== Text to read ==
────────────────

# My first post



## Cardwell Farm (Aug 11, 2020)

Hi there, we are Cardwell Farm. I am learning so much about chickens and gardening. I absolutely love it. Me and my husband started 3 years ago almost. We have a YouTube channel and Facebook devoted to our homestead/farm. Look us up. Cardwell Farm


----------



## robin416 (Sep 8, 2013)

Welcome Cardwell. I thought I was having sleep issues last night but I see you posted at 1:30. 

What kind of chickens are you raising? What else does your farm contain?


----------



## Cardwell Farm (Aug 11, 2020)

robin416 said:


> Welcome Cardwell. I thought I was having sleep issues last night but I see you posted at 1:30.
> 
> What kind of chickens are you raising? What else does your farm contain?


Hey there, we raise pure Speckled Sussex right now. We are trying to bring the breed numbers up in the USA. They are amazing birds. Great personalities, beautiful, good layers, good meat. It's just amazing.


----------



## Cardwell Farm (Aug 11, 2020)

Cardwell Farm said:


> Hey there, we raise pure Speckled Sussex right now. We are trying to bring the breed numbers up in the USA. They are amazing birds. Great personalities, beautiful, good layers, good meat. It's just amazing.


And yes I was having a horrible time trying to sleep


----------



## robin416 (Sep 8, 2013)

I took benadryl to keep from waking up all night scratching at fire ant bites. 

It seems to cause me serious sleep issues so I don't think I'll ever do that again. 

Speckled Sussex seem to be a favorite among a number of people. I'm surprised that the numbers are low at all.


----------



## Cardwell Farm (Aug 11, 2020)

Yes they are on the breed conservancy list. We sell hatching eggs all over the USA so hopefully we are helping them out


----------



## robin416 (Sep 8, 2013)

I guess that's one of those things where a breed is super popular then another comes along and the other is pushed to the back of the line.


----------



## Cardwell Farm (Aug 11, 2020)

It's so sad, but true. Now it's all about the Cornish cross. I'm all about heritage breeds.


----------



## robin416 (Sep 8, 2013)

Cornish Cross though is used for the table. For me it was raising Silkies and I can tell you there is no shortage of them. I think it's more a personal preference thing. I had other breeds but it was the Silkies that I found the best fit for me.


----------



## Cardwell Farm (Aug 11, 2020)

I absolutely loveeee silkies. Soo cute!


----------

────────────────

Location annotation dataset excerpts
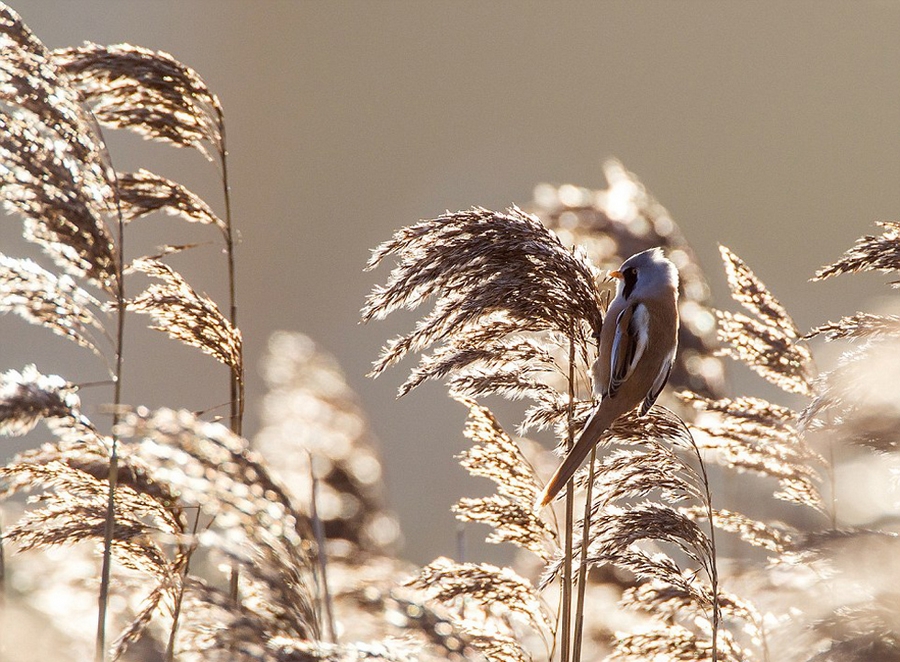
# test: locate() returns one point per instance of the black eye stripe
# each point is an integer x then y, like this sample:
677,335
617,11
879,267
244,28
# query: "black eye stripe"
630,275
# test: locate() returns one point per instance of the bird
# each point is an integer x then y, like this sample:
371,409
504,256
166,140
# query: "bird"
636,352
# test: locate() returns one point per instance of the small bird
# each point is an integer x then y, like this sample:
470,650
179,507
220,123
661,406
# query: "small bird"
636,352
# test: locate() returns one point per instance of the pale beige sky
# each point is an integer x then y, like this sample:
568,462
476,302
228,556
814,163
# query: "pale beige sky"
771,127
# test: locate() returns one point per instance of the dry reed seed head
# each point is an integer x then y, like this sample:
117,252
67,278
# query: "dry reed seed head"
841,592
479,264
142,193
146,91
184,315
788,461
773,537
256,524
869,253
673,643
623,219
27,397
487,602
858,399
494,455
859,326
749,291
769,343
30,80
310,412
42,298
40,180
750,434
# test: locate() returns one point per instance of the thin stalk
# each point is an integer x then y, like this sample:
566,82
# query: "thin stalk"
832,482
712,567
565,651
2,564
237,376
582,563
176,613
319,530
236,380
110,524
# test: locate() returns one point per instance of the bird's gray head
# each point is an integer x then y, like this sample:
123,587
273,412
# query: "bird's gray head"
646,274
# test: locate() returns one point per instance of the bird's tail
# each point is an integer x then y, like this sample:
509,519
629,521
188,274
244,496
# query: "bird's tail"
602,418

────────────────

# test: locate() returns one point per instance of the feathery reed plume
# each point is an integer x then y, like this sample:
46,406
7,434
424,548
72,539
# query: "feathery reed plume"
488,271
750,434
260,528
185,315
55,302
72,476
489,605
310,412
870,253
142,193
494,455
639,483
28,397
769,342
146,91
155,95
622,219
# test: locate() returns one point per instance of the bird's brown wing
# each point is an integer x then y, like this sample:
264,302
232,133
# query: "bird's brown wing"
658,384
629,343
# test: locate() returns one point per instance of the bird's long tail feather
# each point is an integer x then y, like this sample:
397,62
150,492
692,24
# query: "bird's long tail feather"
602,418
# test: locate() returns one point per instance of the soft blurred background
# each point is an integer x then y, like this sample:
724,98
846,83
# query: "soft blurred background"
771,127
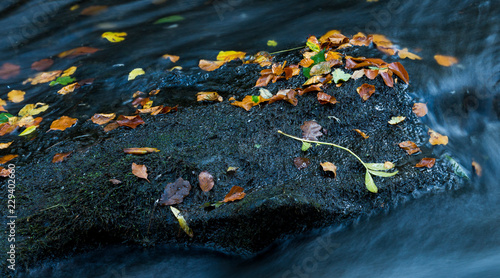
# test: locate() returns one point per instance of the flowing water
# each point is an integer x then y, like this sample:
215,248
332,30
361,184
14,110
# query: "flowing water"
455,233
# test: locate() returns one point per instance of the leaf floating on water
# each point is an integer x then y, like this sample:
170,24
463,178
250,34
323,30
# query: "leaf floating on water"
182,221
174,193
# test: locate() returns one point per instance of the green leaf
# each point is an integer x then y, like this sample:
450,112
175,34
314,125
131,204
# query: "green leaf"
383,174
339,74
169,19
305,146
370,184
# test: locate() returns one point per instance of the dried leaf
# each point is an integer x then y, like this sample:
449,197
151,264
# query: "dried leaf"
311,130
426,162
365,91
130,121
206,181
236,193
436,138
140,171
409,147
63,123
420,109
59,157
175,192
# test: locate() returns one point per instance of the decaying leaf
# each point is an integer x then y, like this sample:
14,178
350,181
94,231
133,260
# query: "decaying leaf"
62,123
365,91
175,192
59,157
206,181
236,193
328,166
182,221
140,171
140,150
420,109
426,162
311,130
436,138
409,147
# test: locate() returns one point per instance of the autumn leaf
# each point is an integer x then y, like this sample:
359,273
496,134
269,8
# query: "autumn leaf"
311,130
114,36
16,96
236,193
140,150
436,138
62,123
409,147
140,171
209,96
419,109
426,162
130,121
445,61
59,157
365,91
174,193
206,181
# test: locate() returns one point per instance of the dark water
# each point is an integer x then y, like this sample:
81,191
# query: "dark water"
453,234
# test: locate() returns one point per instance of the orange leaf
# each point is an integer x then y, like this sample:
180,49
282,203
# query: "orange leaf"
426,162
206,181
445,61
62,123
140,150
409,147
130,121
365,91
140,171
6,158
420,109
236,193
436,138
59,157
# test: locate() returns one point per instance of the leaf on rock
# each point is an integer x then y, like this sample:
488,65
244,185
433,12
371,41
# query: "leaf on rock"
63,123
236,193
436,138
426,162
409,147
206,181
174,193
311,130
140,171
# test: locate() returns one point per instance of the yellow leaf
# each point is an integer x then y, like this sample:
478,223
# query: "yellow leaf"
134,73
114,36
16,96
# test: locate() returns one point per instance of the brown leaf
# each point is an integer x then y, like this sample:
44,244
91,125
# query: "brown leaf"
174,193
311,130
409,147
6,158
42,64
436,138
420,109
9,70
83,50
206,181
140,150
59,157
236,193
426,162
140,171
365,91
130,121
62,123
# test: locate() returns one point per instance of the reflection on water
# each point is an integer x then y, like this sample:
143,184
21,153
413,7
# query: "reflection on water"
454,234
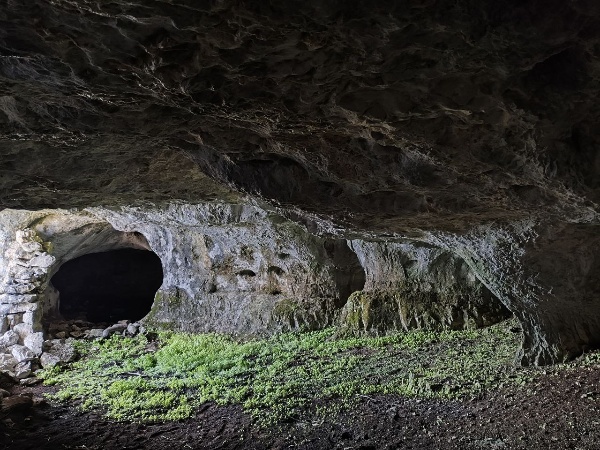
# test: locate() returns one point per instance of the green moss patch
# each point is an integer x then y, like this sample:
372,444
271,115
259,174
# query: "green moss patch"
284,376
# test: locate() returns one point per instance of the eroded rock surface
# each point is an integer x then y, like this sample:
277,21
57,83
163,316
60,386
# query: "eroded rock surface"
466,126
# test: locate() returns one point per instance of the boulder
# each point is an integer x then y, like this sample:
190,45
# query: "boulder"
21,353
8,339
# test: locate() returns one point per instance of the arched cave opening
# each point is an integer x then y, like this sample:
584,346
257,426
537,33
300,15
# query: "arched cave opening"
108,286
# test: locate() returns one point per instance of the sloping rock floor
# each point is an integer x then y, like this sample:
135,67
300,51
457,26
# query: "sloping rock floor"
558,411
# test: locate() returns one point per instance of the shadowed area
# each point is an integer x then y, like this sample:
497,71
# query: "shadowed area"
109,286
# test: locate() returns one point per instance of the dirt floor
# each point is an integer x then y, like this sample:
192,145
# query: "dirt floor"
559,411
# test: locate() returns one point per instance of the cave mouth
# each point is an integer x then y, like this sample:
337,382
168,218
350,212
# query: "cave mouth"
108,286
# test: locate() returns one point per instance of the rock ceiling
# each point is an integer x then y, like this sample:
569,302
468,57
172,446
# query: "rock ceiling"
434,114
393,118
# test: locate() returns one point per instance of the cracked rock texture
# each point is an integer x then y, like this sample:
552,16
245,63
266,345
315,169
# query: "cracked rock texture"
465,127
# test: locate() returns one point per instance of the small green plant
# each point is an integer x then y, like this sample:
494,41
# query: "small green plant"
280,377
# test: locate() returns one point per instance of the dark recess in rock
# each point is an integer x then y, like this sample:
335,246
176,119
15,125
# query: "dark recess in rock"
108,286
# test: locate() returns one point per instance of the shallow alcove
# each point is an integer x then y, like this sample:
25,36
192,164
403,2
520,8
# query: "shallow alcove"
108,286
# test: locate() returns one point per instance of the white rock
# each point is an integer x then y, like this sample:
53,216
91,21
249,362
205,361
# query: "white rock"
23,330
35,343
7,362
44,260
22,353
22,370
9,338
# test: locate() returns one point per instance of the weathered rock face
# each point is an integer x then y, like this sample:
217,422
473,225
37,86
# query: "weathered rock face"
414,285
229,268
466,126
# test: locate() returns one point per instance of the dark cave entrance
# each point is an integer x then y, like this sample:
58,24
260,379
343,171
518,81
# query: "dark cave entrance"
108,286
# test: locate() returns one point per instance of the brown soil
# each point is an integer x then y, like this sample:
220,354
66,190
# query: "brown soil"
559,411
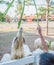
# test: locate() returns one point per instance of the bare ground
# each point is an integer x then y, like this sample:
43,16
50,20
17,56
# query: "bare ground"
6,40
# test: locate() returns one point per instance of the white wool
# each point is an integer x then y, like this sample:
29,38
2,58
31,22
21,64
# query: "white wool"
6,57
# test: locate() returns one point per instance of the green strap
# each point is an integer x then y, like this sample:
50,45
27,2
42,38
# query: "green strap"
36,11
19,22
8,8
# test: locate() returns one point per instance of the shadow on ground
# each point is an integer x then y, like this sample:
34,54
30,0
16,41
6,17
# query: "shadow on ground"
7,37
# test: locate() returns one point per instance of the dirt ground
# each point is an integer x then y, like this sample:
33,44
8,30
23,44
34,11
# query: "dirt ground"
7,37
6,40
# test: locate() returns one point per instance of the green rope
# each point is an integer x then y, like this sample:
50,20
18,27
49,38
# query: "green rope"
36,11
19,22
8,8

────────────────

== Task details ==
Name every chicken breed mentioned in the forum thread about the farm.

== Answer for the task ==
Speckled Sussex, Cornish Cross, Silkies